Work instructions: Please rewrite the listing from the line that contains "One point marks each instance of the car roof." through the end of the listing, replacing "suv" with "SUV" and leaving everything else unchanged.

_____

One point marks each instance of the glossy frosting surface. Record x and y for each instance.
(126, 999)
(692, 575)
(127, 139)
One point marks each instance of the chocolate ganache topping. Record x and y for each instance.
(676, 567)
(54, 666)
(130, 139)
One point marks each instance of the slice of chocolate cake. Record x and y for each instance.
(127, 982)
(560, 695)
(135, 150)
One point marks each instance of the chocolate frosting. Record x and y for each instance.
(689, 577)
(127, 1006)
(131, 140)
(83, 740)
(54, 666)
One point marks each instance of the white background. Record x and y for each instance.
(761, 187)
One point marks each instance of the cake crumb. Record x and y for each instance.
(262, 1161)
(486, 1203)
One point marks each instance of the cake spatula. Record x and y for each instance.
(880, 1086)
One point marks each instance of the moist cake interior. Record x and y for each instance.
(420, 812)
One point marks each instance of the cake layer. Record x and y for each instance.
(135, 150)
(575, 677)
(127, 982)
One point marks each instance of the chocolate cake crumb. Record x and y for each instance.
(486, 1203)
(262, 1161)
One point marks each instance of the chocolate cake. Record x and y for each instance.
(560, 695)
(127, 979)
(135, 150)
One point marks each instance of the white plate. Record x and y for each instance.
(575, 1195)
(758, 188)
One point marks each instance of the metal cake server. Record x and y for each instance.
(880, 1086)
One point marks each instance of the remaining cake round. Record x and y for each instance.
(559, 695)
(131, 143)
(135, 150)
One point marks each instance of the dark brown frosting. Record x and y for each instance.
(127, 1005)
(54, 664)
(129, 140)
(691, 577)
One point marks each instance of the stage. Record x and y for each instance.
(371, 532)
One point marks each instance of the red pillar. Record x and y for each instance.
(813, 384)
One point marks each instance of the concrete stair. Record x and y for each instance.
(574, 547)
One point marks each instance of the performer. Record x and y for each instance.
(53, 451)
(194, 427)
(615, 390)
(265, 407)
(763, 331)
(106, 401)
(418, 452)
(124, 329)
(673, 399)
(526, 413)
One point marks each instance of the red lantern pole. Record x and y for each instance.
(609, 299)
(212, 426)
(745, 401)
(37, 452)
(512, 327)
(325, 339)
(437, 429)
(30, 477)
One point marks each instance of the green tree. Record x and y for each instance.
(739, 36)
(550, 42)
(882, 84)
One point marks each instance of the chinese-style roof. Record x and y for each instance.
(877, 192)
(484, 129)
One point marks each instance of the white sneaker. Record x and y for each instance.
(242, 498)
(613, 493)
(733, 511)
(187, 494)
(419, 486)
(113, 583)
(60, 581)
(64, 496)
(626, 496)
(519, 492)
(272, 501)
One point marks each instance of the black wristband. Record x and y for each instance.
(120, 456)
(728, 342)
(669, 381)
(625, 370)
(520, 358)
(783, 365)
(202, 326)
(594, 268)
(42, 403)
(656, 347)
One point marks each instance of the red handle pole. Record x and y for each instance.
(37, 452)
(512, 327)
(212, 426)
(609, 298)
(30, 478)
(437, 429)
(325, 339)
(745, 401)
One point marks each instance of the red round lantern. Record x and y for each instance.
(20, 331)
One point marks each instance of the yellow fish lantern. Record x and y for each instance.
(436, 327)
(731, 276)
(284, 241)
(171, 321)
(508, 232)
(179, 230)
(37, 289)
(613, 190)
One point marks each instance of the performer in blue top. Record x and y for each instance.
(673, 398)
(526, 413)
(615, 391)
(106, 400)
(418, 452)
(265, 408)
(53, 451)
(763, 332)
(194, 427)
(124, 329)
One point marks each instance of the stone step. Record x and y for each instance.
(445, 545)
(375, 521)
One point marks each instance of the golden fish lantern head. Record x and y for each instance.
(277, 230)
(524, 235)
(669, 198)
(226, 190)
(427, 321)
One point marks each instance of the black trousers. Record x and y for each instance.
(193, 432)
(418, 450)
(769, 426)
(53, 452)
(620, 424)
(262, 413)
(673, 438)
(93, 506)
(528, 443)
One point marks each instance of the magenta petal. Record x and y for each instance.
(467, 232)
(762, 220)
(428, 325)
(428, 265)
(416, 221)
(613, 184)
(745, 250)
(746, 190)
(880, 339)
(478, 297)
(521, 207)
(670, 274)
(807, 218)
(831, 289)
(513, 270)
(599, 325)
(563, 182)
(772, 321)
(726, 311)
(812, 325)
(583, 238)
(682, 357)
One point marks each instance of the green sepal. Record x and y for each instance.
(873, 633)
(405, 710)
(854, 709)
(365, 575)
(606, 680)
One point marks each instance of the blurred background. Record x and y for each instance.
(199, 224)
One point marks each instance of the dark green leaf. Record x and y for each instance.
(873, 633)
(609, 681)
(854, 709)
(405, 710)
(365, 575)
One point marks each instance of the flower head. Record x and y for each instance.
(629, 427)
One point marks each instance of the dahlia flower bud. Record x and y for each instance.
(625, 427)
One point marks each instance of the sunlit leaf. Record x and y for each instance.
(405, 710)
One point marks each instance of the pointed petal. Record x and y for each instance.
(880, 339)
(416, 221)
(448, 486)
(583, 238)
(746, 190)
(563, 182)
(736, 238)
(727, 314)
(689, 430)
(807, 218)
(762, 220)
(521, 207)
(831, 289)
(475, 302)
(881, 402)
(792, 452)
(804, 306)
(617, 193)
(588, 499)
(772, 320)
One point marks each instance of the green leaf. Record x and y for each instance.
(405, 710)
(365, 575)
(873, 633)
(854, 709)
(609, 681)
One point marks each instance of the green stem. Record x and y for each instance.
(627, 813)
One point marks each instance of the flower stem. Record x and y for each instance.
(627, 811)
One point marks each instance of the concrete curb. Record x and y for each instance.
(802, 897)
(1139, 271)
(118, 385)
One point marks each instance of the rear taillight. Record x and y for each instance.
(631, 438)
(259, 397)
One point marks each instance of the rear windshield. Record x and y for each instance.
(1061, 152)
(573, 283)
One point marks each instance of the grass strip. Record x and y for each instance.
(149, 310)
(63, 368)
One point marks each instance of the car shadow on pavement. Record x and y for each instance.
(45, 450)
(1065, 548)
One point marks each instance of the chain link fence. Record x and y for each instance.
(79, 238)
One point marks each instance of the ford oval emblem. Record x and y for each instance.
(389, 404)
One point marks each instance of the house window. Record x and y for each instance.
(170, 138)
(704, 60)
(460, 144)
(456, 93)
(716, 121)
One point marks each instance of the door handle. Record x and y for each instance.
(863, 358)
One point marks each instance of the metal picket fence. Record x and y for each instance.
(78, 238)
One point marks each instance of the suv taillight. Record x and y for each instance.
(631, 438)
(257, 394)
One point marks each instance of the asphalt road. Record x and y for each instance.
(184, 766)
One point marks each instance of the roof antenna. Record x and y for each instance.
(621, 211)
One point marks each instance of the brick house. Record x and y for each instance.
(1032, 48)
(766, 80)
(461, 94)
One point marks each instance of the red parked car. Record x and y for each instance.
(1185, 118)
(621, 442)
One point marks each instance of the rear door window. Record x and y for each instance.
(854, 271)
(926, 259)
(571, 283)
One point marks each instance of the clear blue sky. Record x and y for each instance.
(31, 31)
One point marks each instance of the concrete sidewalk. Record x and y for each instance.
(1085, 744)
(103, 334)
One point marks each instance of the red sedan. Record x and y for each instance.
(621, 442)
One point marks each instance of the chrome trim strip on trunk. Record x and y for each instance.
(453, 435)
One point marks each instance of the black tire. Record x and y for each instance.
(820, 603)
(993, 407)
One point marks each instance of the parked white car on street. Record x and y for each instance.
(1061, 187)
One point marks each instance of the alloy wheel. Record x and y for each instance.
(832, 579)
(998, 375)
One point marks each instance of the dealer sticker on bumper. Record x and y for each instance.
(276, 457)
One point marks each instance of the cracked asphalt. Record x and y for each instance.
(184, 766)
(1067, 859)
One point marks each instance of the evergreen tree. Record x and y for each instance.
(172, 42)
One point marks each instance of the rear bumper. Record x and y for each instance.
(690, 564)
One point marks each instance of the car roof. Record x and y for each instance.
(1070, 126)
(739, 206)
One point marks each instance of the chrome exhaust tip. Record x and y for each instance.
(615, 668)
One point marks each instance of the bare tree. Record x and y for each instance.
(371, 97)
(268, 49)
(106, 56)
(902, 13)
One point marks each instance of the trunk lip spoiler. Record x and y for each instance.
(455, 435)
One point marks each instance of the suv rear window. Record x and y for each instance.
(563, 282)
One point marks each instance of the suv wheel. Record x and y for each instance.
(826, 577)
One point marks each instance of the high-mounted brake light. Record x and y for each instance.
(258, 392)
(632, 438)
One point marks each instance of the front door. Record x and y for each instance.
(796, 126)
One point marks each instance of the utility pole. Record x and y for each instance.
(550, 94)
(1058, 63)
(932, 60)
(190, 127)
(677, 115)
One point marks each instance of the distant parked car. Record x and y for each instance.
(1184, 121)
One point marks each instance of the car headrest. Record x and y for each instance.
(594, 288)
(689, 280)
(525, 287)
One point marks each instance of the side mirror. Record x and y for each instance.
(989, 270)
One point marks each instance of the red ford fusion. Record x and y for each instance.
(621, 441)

_____

Result below:
One point marks each instance of the car roof. Record x and y for each instance.
(1070, 126)
(739, 206)
One point marks each instance of the chrome exhaust tip. Record x and y for each instance.
(615, 668)
One point marks each instance of the bare tree. Record x and y for each instance.
(371, 97)
(268, 49)
(106, 56)
(902, 13)
One point marks each instance of the trunk lip spoiler. Record x and y for each instance.
(455, 435)
One point marks each instance of the SUV rear window. Record x and y for each instance.
(563, 282)
One point marks each instance of the SUV wheel. Record x and y for each instance.
(826, 577)
One point marks each instance of the high-mounted brake light. Record x and y for each instance.
(258, 392)
(632, 438)
One point marks each instance of the front door. Record x and y for each instance.
(796, 126)
One point marks each instance of the utility pole. Record x and y for each instance.
(550, 94)
(1058, 63)
(932, 60)
(190, 127)
(677, 115)
One point marks each instance of the distant parked car. Record x and y for each instance.
(1184, 121)
One point marks each instance of the car headrest. Record x and y for each instance.
(594, 288)
(689, 280)
(525, 287)
One point marks each instance of the side mirror. Record x and y for each instance.
(989, 270)
One point marks each instance of the red ford fusion. Record x and y for each instance.
(621, 441)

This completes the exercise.